:: PROBLEM TO WORK ON ::
Put the lines of the listing below into a numbered list, leaving out any blank lines.
>> begin
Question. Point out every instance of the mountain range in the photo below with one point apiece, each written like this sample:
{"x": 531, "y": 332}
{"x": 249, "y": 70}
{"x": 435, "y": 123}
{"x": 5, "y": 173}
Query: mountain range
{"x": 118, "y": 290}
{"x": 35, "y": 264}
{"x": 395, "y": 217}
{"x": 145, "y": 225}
>> end
:: WORKED ANSWER ::
1. Question. Point out every instance of the mountain range in the photo below with one point apiece, each written like this sample:
2. {"x": 531, "y": 332}
3. {"x": 249, "y": 70}
4. {"x": 435, "y": 123}
5. {"x": 5, "y": 173}
6. Query: mountain range
7. {"x": 118, "y": 290}
8. {"x": 35, "y": 264}
9. {"x": 395, "y": 217}
10. {"x": 145, "y": 225}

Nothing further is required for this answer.